▶ _TEXT UNDER STUDY_:

+ + + + + + +

US Governance Is in a State of Chaos

The 2020 election is seen as one of the most bitter and divisive elections in U.S. history, and its anomalies and gridlock reflect the chaos of the U.S. government’s governance for the past four years, or even longer. Widening political rifts, an out-of-control COVID-19 pandemic and unbalanced economic development are just the main manifestations of the chaos in governance.

Political Rift Widens

The chaos of governance in the U.S. government is shown first and foremost by widening political rifts. Twenty days have passed since Election Day in the U.S. on Nov. 3. U.S. General Services Administration head Emily Murphy notified former Vice President Joe Biden and his team on Nov. 23 that Republican incumbent President Donald Trump’s administration was ready to formally begin the transition process. Trump confirmed the news on social media that evening, while saying he would continue to fight to challenge the election results.

Trump supporters recently held a march in Washington, D.C., and clashed with opponents over the controversy surrounding the election. One Trump supporter and two police officers were injured and at least 20 people were arrested.

+ + + + + + +

▶ _DATASET EXCERPTS_:
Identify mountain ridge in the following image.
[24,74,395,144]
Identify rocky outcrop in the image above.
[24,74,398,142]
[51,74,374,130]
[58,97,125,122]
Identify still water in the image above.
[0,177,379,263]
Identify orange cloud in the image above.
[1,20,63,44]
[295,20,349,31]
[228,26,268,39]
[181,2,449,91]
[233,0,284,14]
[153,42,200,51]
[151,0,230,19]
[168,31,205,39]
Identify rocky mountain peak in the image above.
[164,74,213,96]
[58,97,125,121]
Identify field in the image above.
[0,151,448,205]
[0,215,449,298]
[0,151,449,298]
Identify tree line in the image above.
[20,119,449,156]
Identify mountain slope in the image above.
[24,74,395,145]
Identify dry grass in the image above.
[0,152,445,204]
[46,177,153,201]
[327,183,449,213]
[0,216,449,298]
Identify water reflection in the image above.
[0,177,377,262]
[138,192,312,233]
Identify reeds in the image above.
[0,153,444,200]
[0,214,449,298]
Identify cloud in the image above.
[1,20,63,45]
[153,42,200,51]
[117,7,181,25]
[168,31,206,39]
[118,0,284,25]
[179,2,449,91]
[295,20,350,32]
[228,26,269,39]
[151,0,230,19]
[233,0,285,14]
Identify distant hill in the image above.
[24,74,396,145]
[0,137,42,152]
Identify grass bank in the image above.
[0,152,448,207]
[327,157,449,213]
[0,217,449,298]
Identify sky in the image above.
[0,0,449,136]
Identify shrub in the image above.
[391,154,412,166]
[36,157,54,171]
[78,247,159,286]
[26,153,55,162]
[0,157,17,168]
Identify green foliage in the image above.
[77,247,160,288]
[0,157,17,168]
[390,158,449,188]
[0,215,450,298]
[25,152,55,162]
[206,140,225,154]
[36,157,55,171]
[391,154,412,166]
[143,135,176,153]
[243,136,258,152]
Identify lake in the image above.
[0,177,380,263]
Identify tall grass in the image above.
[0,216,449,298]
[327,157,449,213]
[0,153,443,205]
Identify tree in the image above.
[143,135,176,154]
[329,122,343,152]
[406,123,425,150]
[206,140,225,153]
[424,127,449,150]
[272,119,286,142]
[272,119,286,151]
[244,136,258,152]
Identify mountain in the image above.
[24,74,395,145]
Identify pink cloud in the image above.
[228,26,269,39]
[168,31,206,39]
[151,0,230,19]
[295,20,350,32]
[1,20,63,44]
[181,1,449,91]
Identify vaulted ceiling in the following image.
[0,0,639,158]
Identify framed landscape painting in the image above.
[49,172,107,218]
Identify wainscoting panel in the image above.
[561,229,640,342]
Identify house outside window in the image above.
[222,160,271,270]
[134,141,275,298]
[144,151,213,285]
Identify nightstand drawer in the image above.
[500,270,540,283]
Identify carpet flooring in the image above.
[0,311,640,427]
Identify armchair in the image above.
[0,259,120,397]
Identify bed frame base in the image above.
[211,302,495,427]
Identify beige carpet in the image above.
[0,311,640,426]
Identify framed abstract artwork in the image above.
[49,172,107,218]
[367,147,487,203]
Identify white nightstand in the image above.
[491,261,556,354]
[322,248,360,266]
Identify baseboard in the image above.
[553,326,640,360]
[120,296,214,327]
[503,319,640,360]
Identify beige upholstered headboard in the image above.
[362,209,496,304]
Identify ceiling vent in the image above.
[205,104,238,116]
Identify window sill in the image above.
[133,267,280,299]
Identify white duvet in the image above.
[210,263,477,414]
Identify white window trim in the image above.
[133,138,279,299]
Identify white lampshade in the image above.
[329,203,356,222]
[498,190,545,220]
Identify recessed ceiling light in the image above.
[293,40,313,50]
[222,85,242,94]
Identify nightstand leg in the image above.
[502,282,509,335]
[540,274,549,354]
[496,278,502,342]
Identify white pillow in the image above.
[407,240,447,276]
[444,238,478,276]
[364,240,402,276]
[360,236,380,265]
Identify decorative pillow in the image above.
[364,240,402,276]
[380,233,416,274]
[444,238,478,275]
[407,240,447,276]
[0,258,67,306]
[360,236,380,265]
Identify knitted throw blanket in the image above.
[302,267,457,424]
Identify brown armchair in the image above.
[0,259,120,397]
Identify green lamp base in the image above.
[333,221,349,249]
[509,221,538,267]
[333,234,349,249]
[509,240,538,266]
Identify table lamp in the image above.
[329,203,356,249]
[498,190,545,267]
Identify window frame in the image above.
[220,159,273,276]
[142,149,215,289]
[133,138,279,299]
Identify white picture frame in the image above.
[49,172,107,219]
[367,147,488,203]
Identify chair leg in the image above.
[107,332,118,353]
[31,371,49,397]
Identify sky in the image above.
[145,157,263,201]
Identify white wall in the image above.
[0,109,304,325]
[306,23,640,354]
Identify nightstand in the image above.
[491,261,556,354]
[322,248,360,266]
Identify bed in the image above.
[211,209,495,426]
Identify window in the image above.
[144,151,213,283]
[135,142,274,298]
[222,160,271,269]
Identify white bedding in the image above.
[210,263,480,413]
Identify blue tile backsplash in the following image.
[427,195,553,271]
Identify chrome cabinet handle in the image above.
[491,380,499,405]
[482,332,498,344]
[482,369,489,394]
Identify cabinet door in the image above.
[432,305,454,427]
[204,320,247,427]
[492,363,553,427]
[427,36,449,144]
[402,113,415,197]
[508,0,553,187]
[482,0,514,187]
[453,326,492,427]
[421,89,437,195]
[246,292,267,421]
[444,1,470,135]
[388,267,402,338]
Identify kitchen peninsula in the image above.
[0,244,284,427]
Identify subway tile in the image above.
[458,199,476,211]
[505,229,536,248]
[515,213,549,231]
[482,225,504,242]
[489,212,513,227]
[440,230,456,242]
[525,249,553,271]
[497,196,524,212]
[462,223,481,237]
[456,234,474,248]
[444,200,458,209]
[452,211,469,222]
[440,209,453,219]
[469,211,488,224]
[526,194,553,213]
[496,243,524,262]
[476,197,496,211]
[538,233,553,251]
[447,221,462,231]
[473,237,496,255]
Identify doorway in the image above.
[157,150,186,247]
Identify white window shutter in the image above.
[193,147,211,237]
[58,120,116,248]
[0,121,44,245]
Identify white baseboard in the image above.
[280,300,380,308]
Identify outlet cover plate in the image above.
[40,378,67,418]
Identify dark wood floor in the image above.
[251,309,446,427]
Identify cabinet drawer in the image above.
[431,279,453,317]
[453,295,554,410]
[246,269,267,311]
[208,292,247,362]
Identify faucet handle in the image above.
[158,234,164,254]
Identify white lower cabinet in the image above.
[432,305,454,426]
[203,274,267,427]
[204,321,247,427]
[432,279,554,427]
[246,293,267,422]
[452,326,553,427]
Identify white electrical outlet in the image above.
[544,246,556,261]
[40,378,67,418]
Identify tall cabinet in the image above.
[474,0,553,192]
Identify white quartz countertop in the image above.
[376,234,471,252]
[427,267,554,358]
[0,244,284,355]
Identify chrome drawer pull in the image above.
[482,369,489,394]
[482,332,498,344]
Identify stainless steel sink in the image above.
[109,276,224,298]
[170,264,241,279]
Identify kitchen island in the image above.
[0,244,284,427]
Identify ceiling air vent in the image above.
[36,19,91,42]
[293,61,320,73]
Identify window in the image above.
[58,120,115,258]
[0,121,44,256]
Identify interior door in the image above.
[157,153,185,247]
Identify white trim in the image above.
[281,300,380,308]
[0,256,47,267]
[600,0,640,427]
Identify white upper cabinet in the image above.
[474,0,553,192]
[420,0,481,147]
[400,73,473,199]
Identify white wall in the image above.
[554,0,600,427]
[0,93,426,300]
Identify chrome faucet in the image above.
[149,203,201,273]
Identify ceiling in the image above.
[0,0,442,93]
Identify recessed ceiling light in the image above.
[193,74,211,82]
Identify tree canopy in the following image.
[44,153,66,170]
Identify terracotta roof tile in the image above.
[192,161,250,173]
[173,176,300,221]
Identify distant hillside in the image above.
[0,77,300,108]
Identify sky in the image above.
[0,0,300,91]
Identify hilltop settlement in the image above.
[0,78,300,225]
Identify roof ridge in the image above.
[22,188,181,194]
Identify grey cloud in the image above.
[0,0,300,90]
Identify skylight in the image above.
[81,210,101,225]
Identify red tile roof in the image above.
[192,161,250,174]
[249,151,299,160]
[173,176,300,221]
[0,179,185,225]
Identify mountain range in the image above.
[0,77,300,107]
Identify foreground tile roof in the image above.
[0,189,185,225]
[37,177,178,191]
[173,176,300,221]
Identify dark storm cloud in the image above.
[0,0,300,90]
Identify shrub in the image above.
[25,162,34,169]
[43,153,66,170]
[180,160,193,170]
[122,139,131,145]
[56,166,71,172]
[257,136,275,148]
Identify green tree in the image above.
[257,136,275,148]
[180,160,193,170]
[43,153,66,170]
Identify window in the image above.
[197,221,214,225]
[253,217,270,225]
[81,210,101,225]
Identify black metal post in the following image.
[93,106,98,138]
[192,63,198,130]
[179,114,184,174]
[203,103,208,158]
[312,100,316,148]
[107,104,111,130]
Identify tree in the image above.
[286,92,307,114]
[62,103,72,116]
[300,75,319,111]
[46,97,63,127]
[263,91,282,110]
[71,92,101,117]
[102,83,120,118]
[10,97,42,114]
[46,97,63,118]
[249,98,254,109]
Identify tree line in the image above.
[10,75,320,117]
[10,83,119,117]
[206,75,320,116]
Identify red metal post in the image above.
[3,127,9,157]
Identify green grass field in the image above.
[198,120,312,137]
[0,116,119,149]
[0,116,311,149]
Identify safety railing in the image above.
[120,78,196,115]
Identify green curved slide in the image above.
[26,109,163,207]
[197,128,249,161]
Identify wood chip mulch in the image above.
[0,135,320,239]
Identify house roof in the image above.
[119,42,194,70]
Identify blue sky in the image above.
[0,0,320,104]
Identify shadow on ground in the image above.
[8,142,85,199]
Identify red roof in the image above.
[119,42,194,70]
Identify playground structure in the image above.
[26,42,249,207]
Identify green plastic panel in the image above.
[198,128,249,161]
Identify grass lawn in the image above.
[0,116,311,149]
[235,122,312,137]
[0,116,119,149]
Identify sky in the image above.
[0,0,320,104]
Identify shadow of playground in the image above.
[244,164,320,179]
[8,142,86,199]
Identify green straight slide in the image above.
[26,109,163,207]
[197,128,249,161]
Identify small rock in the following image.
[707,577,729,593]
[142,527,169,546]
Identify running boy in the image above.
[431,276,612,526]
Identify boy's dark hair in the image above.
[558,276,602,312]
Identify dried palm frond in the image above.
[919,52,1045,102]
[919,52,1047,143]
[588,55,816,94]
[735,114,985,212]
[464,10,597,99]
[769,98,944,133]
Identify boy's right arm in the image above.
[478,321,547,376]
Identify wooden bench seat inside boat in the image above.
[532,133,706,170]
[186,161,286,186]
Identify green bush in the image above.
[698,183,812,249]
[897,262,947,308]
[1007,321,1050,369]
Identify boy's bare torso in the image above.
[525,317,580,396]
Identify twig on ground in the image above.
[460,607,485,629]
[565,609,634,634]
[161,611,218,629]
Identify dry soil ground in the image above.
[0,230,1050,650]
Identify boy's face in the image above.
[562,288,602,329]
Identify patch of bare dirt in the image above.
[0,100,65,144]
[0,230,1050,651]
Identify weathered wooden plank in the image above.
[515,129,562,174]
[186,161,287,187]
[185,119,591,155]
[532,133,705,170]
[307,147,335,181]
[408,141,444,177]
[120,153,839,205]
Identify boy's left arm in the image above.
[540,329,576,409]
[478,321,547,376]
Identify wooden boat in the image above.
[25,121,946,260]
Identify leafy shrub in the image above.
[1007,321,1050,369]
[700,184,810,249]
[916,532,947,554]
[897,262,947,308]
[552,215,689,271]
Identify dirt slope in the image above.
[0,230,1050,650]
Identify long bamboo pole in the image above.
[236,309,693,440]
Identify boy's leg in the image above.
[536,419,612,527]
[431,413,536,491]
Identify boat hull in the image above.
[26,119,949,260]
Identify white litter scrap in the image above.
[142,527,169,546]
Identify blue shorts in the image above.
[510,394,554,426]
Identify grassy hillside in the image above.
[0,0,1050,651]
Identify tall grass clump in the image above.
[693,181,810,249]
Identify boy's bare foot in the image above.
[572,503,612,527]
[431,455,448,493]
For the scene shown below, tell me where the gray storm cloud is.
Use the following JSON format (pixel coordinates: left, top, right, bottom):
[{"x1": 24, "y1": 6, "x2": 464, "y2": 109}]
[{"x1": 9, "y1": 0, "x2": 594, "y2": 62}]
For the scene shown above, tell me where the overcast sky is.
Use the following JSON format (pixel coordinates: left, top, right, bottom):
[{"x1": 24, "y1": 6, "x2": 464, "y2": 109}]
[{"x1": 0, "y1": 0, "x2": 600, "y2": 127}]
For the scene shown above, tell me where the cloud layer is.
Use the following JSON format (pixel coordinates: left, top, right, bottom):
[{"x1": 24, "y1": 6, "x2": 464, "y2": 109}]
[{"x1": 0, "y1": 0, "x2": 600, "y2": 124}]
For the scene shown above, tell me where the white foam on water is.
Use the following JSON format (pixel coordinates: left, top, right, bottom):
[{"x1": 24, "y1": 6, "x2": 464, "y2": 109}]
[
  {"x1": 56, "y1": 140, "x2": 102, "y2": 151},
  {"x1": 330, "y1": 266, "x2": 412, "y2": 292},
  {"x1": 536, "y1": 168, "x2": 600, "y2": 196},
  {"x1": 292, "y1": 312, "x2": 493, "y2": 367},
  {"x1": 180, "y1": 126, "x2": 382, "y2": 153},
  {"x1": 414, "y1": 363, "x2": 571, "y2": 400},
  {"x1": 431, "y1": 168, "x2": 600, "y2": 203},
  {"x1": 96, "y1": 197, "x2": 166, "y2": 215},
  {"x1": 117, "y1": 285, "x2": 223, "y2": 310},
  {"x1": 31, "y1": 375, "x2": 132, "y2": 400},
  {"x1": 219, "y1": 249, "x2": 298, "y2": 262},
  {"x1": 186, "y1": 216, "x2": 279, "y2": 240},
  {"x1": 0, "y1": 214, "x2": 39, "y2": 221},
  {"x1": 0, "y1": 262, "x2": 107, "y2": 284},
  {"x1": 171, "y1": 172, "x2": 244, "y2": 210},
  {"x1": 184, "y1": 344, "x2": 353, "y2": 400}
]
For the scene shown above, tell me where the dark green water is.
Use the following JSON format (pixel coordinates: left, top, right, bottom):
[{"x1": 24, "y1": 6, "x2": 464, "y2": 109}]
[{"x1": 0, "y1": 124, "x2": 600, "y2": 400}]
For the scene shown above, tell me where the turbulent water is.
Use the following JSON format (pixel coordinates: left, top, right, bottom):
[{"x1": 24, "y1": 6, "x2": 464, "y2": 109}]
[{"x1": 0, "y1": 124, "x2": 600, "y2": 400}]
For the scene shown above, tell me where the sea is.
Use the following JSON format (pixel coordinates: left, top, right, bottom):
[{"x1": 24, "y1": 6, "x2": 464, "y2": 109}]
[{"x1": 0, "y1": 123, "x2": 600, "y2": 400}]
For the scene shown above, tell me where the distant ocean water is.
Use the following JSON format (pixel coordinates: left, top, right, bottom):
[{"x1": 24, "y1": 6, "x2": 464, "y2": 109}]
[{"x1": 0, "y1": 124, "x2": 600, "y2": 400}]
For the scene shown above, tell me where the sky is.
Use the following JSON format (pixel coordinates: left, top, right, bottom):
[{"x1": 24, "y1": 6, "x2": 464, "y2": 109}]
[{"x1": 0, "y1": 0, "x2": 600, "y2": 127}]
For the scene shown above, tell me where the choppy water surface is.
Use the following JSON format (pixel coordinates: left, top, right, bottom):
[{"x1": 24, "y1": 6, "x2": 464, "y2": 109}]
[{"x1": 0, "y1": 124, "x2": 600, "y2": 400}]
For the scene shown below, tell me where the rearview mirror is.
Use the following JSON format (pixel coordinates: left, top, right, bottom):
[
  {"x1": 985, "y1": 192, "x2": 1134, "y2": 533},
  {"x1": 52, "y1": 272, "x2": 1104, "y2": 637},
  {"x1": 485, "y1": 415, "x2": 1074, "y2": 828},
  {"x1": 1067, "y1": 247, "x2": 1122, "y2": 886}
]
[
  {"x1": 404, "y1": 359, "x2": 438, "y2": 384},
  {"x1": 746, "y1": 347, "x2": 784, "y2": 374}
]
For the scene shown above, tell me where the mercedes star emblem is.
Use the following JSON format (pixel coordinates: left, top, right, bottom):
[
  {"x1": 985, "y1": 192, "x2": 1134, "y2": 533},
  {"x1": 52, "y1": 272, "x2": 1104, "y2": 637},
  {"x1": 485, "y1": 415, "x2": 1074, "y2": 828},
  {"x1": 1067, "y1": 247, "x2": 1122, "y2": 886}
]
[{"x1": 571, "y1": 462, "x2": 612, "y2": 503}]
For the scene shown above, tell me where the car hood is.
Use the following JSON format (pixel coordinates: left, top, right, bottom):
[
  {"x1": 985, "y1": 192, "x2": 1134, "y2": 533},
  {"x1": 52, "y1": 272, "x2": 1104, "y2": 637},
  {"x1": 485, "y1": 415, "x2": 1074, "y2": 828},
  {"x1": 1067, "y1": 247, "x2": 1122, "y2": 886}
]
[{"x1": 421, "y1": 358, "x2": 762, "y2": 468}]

+ + + + + + +

▶ _REQUIRED ACTION A_:
Answer these questions from the article on U.S. governance:
(i) On what date was Election Day?
(ii) Who notified Joe Biden and his team that the transition process could formally begin?
(iii) How many people were arrested after the march in Washington, D.C.?
▶ _REQUIRED ACTION B_: Transcribe the part of the article on U.S. governance that begins at the words "Trump supporters recently" and stops after the words "people were arrested.".
The data above is separate material from the article on U.S. governance.

▶ _ANSWER SPACE A_:
(i) Nov. 3
(ii) Emily Murphy, head of the U.S. General Services Administration
(iii) At least 20 people

▶ _ANSWER SPACE B_:
Trump supporters recently held a march in Washington, D.C., and clashed with opponents over the controversy surrounding the election. One Trump supporter and two police officers were injured and at least 20 people were arrested.